++++ SUPPLIED TEXT ++++

Referring to the Figures, the refrigerating appliance comprises a collector 1 which takes the form of a housing preferably made of stainless steel. This housing has essentially two mutually confronting faces: an upper face 6 exposed to the thermal-energy source and a lower face 7. The interior of the collector 1 is fitted with a body 14 having a high capacity for the adsorption or desorption of a fluid, such as zeolite which is a microporous aluminosil icate compound, the fluid used in this case preferably being water, or such as activated charcoal, in which case the fluid used is preferably methanol.

In the collector 1, a space 9 is provided between the body 14 and the lower face 7. The body 14 is retained against the upper face 6 by means of a plane support 13.

The latter is held in place, for example, by means of lateral wedges (not shown). Since the body 14 is light, these wedges can be arranged only against the inner walls of the housing. The support 13 can, for example, be a netting or a perforated metal sheet. The holes made in the support must be such that the body 14 cannot fall into the space 9 and that the support remains permeable to the fluid.

++++

TO BE DONE
a: According to the refrigerating appliance description, what material is the collector's housing preferably made of?
b: Continue the refrigerating appliance description from the point where it stops.
The material that comes next has no connection to the refrigerating appliance description.

++++ INFORMATION PROVIDED ++++

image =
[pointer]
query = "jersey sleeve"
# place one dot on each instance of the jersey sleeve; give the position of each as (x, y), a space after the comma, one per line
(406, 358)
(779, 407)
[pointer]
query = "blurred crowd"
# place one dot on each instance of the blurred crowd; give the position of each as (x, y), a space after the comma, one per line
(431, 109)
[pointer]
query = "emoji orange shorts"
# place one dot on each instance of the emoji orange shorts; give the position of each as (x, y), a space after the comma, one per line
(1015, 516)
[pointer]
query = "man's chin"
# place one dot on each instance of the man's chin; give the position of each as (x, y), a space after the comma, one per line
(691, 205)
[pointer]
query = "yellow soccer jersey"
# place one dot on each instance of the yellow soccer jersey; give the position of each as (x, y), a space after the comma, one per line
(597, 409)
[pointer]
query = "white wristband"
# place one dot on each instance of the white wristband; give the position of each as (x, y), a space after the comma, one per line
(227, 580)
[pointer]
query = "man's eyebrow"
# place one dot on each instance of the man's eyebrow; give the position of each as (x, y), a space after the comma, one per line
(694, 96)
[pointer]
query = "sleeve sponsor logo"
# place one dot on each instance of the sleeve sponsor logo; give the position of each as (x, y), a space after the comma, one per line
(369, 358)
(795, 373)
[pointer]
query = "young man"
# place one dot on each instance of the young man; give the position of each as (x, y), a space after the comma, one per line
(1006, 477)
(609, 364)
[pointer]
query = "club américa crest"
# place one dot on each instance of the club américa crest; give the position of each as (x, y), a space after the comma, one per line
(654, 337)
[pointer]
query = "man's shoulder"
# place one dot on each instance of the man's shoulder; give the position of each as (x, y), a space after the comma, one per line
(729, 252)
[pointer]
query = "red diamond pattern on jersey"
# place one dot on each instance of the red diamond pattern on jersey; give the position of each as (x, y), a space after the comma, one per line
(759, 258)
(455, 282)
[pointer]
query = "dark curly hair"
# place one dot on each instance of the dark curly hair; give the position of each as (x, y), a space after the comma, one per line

++++

RESPONSE LIST
a: Stainless steel.

b:
Preferably, the faces 6 and 7 have a slightly concave shape. In fact, the interior of the housing is put under a partial vacuum, thus generating stresses exerted on the housing. These are reduced when this shape is employed. The same applies when the faces 6 and 7 have a slightly convex shape.

Reference can be made to the description of the abovementioned patent for a more detailed description of such a collector.

Arranged perpendicularly relative to the lower face 7 of the housing and on the outside of this are fins which, together with the space 9 and this lower face 7, form a condenser 10. The number and surface area of the fins are determined so as to obtain a condenser of a given performance.

The collector 1 is connected, by means of a first conduit 8, a tank 11 and a second conduit 4, to an evaporator 2 located in a thermally insulating box 3 which is filled, for example, with water.

The first conduit 8 is connected at one end to the space 9 provided in the collector 1, and the collec tor is arranged in such a way that the junction between the collector and the conduit 8 is the low point of the housing.

The first conduit 8 is connected at the other end to the upper part of the tank 11. The tank 11 can be of any shape, for example cylindrical, as shown in Figure 1.

The volume of the tank is a function of the area of the upper face 6 of the collector 1 and of the volume of the adsorbent/desorbent body contained in the housing.

The second conduit 4 is connected at one of its ends to the upper part of the evaporator 2. The other end of the conduit 4 opposite the evaporator 2 penetrates into the tank 11 in its lower part and carries a valve 20.

The valve 20 consists of a shutter 12 of spherical shape, of a part of the conduit 4 at its end located in the tank 11, the shutter penetrating at least partially into the said conduit part, and of a guide element 15 surrounding the shutter 12 and making it possible to guide the movement of the latter in a vertical axis. The guide element 15 can consist particularly of a spring.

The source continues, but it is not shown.